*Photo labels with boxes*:
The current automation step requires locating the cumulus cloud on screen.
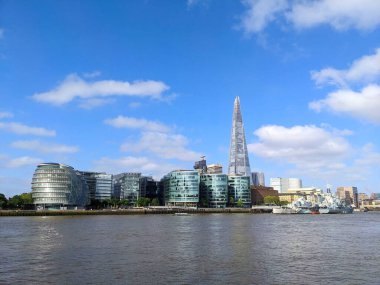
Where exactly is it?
[241,0,380,34]
[312,48,380,87]
[0,122,56,137]
[32,74,169,106]
[0,112,13,119]
[248,125,351,169]
[121,132,201,161]
[240,0,288,34]
[104,116,171,133]
[0,156,42,168]
[288,0,380,30]
[11,140,79,153]
[95,156,181,179]
[309,84,380,124]
[309,48,380,124]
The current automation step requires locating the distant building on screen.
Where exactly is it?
[228,97,252,183]
[370,193,380,200]
[161,170,200,207]
[336,186,359,207]
[199,173,228,208]
[358,193,369,203]
[32,163,89,209]
[139,176,158,199]
[252,172,265,186]
[270,177,302,193]
[207,164,223,174]
[79,171,113,201]
[251,185,278,205]
[194,156,207,174]
[228,175,251,208]
[113,172,141,205]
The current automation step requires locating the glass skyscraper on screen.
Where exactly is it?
[228,97,251,183]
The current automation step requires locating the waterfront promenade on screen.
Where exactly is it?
[0,208,272,217]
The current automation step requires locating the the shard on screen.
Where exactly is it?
[228,97,251,180]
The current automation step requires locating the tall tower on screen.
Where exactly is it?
[228,97,252,180]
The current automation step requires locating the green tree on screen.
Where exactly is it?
[150,198,160,206]
[264,196,280,205]
[0,193,8,209]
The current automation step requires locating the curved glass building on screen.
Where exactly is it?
[32,163,88,209]
[200,174,228,208]
[162,170,199,207]
[228,175,251,208]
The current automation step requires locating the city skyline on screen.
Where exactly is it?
[0,0,380,196]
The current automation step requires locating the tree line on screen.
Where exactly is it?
[0,193,33,210]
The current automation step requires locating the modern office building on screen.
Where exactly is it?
[194,156,207,174]
[288,178,302,189]
[228,97,252,183]
[228,175,251,205]
[199,174,228,208]
[336,186,359,207]
[270,177,302,193]
[78,171,112,201]
[161,170,199,207]
[32,163,89,209]
[251,185,278,205]
[94,173,112,201]
[113,172,141,205]
[139,176,158,199]
[207,164,223,174]
[252,172,265,186]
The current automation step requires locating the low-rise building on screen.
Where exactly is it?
[251,185,278,205]
[336,186,359,207]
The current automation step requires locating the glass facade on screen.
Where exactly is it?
[200,174,228,208]
[113,172,141,204]
[32,163,88,209]
[228,97,251,183]
[162,170,199,207]
[228,175,251,208]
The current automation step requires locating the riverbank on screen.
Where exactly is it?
[0,208,271,217]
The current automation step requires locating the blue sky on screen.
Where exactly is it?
[0,0,380,196]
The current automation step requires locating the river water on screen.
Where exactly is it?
[0,212,380,284]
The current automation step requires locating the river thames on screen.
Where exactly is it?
[0,212,380,284]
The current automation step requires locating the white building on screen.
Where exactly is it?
[269,177,302,193]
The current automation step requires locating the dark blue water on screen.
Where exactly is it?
[0,213,380,284]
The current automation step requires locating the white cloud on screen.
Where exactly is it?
[121,132,201,161]
[0,122,56,137]
[312,48,380,87]
[2,156,42,168]
[104,116,171,133]
[11,140,79,153]
[83,70,102,78]
[309,84,380,124]
[32,74,169,105]
[95,156,181,179]
[0,112,13,119]
[288,0,380,30]
[240,0,288,34]
[248,125,351,166]
[79,98,115,107]
[241,0,380,34]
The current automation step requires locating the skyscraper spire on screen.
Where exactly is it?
[228,97,251,181]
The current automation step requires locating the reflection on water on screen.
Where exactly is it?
[0,213,380,284]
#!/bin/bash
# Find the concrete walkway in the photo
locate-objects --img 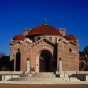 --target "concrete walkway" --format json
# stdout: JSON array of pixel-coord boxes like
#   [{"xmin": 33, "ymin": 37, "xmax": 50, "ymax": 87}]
[{"xmin": 0, "ymin": 72, "xmax": 88, "ymax": 84}]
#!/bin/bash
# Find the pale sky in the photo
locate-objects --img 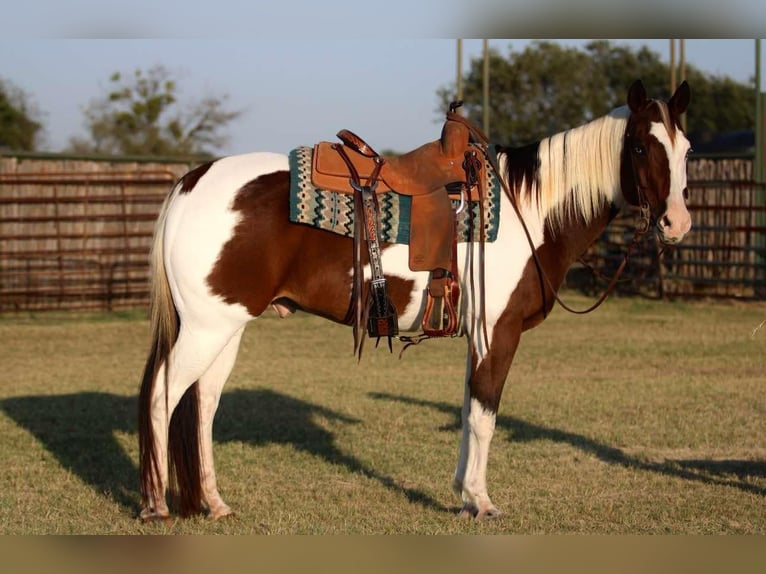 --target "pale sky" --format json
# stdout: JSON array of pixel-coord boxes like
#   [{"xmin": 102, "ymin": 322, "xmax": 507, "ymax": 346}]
[{"xmin": 0, "ymin": 0, "xmax": 766, "ymax": 158}]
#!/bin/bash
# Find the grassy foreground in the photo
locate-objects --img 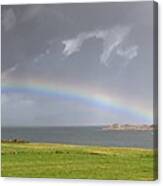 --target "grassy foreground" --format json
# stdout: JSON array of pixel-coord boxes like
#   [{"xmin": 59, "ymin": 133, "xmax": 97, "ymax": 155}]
[{"xmin": 2, "ymin": 143, "xmax": 155, "ymax": 180}]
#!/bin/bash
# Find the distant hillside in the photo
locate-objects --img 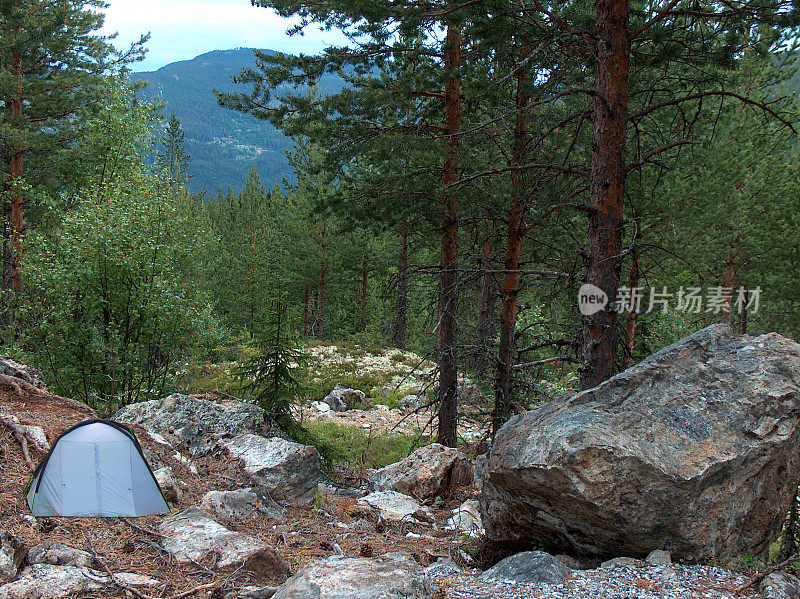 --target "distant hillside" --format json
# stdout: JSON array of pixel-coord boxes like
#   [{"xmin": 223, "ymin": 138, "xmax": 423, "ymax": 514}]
[{"xmin": 133, "ymin": 48, "xmax": 343, "ymax": 193}]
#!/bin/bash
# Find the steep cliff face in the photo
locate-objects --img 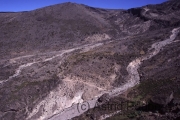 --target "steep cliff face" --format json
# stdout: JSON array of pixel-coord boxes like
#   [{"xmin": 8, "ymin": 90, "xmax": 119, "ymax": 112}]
[{"xmin": 0, "ymin": 0, "xmax": 180, "ymax": 120}]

*Given instruction*:
Count how many lines of the entries above contain the string "skyscraper". Reply with the number alone.

*Expected output*:
2